- **Passage given**

++++

Painting of a comet over sea by Herbert Barnard John Everett

I often come across the assumption, or assertion, that pseudoscientific views or belief in the paranormal are increasing. Yet the claim that there is a “rising tide of irrationality” seems to be backed by little evidence.

The “rising tide” comment is taken from a tweet by Daniel Loxton, editor of Junior Skeptic magazine, who also recently tweeted:

I keep hammering on point that paranormal claims and attempts to get to bottom of them have always been with us, and always will be with us… 15 Nov 12

This certainly chimes with my view as an historian. Loxton also pointed me to a piece on the data collected since 1990 by Gallup that indicates “the public’s persistent belief in the paranormal”. While particular types of paranormal interest come in and out of fashion, overall it seems that views considered non-, anti- or pseudo-scientific have a fairly static presence.

So why the assertion that it is increasing? Perhaps today we can point to the potential for visibility and collective presence generated by the internet. There are also new ways in which unscientific views have entered the political arena, making them more visible and problematic – something recently discussed by Erik M. Conway and Naomi Oreskes inWhy Conservatives Turned Against Science.

But these factors don’t account for the perennial sense of a rising tide. Perhaps it is simply that the more sensitive to or aware of something you are, the more you keep on noticing it. In this case, much of the sensitivity is due to the fact that elements of what is branded pseudoscience can be deeply entangled and competitive with perceptions of orthodox science. (It’s worth having a look at Steven Shapin’s recent review of Michael Gordin’s The Pseudoscience Wars on the origins of the term.)

++++

- **Given entries**
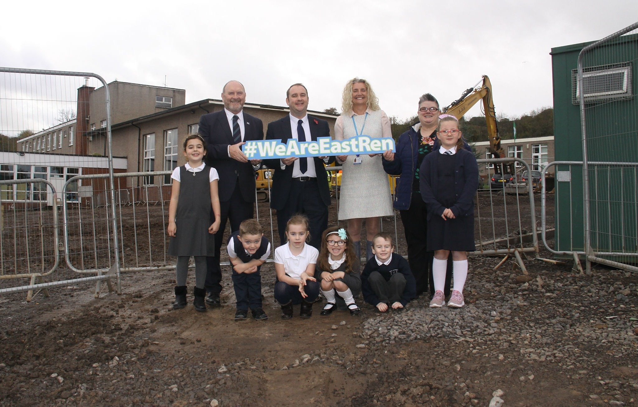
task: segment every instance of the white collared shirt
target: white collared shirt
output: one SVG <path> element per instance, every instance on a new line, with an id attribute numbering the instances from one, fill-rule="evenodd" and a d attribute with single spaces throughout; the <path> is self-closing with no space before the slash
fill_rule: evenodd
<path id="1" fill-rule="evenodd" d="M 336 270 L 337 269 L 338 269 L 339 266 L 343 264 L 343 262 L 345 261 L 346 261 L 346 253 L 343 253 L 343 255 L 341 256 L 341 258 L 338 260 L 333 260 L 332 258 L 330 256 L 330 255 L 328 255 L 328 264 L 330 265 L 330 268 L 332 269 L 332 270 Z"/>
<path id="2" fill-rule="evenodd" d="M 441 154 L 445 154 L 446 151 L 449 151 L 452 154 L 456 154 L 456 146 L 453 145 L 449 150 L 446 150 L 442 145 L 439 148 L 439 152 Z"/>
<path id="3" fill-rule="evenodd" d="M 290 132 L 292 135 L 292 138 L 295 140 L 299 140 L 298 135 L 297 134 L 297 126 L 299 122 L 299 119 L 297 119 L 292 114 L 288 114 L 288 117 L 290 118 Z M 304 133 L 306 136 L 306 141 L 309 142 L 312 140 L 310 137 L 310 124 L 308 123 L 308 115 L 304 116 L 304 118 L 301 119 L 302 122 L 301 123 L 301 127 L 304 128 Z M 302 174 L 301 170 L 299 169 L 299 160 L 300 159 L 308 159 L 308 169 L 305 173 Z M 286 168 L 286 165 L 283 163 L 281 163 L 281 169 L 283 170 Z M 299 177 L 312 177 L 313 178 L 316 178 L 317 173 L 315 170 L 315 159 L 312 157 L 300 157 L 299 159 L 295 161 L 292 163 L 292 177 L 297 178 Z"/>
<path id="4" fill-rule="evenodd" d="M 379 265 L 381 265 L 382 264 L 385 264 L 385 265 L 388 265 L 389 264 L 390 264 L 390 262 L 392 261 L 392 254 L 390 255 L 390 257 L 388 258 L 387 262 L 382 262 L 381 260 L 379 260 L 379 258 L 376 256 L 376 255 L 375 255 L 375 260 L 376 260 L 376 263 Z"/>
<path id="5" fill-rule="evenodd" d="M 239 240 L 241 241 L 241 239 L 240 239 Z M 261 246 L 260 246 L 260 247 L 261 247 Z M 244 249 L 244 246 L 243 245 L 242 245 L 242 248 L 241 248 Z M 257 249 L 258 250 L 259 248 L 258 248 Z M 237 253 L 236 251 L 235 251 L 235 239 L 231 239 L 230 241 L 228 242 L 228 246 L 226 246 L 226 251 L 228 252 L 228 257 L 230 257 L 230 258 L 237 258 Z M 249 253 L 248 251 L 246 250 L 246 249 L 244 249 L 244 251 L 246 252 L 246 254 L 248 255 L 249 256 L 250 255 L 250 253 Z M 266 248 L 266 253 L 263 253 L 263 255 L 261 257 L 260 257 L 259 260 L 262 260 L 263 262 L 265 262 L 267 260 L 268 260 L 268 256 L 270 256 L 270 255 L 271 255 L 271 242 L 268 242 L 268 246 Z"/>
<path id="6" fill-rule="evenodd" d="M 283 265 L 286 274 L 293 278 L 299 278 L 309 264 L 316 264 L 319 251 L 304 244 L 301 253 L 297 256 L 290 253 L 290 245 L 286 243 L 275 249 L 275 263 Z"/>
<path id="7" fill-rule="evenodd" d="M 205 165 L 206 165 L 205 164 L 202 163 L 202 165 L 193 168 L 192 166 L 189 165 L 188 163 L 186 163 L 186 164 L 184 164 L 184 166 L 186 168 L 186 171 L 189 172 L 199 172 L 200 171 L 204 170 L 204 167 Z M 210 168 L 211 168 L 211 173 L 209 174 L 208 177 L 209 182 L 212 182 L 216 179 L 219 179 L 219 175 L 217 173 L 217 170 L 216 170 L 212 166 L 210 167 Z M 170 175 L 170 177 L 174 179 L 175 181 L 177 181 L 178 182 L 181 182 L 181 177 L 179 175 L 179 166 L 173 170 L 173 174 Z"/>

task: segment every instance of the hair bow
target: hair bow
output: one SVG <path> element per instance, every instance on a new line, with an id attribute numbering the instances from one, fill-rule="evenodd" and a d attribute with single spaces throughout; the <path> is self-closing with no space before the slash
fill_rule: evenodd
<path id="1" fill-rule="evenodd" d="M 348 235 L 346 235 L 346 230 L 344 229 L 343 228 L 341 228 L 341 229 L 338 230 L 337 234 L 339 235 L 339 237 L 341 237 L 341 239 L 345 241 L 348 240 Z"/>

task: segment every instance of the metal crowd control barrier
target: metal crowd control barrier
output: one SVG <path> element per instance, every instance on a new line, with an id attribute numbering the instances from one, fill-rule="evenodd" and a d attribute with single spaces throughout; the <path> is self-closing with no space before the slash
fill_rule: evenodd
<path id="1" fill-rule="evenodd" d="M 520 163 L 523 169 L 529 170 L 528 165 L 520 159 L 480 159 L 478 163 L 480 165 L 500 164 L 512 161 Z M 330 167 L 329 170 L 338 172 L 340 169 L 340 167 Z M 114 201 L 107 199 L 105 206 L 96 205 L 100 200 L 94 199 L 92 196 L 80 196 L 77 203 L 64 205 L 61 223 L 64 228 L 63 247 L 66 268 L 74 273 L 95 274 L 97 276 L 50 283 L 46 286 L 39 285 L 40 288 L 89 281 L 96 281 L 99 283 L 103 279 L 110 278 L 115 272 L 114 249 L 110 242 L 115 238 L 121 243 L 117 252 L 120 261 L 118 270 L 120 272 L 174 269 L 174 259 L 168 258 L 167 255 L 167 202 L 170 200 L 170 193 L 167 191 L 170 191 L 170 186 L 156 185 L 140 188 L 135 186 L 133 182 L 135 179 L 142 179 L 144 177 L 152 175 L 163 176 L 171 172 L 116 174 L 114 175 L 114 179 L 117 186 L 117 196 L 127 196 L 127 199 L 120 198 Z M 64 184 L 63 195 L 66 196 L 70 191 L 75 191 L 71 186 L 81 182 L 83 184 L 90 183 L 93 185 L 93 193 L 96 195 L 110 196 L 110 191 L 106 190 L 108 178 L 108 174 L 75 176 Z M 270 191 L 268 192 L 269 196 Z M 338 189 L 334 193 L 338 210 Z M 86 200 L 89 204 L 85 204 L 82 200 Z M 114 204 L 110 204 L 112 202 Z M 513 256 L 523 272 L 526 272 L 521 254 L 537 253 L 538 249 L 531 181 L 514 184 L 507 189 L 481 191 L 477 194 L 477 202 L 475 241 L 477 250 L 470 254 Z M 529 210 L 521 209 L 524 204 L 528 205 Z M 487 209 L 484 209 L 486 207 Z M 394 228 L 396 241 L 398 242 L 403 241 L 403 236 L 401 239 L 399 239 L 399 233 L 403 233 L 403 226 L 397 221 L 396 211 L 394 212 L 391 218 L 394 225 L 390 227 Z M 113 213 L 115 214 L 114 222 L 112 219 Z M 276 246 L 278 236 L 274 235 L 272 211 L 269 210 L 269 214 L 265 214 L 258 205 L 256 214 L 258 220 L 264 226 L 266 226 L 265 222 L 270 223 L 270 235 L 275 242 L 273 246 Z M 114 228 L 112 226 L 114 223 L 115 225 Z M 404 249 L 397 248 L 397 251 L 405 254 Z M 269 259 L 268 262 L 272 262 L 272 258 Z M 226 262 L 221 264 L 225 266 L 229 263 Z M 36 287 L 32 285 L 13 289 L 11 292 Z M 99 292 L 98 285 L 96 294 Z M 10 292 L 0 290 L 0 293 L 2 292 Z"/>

++++

- **Work to do**
Can you extract the essay on belief in the paranormal and reproduce all of it word for word?

- **Exercise result**
Painting of a comet over sea by Herbert Barnard John Everett

I often come across the assumption, or assertion, that pseudoscientific views or belief in the paranormal are increasing. Yet the claim that there is a “rising tide of irrationality” seems to be backed by little evidence.

The “rising tide” comment is taken from a tweet by Daniel Loxton, editor of Junior Skeptic magazine, who also recently tweeted:

I keep hammering on point that paranormal claims and attempts to get to bottom of them have always been with us, and always will be with us… 15 Nov 12

This certainly chimes with my view as an historian. Loxton also pointed me to a piece on the data collected since 1990 by Gallup that indicates “the public’s persistent belief in the paranormal”. While particular types of paranormal interest come in and out of fashion, overall it seems that views considered non-, anti- or pseudo-scientific have a fairly static presence.

So why the assertion that it is increasing? Perhaps today we can point to the potential for visibility and collective presence generated by the internet. There are also new ways in which unscientific views have entered the political arena, making them more visible and problematic – something recently discussed by Erik M. Conway and Naomi Oreskes inWhy Conservatives Turned Against Science.

But these factors don’t account for the perennial sense of a rising tide. Perhaps it is simply that the more sensitive to or aware of something you are, the more you keep on noticing it. In this case, much of the sensitivity is due to the fact that elements of what is branded pseudoscience can be deeply entangled and competitive with perceptions of orthodox science. (It’s worth having a look at Steven Shapin’s recent review of Michael Gordin’s The Pseudoscience Wars on the origins of the term.)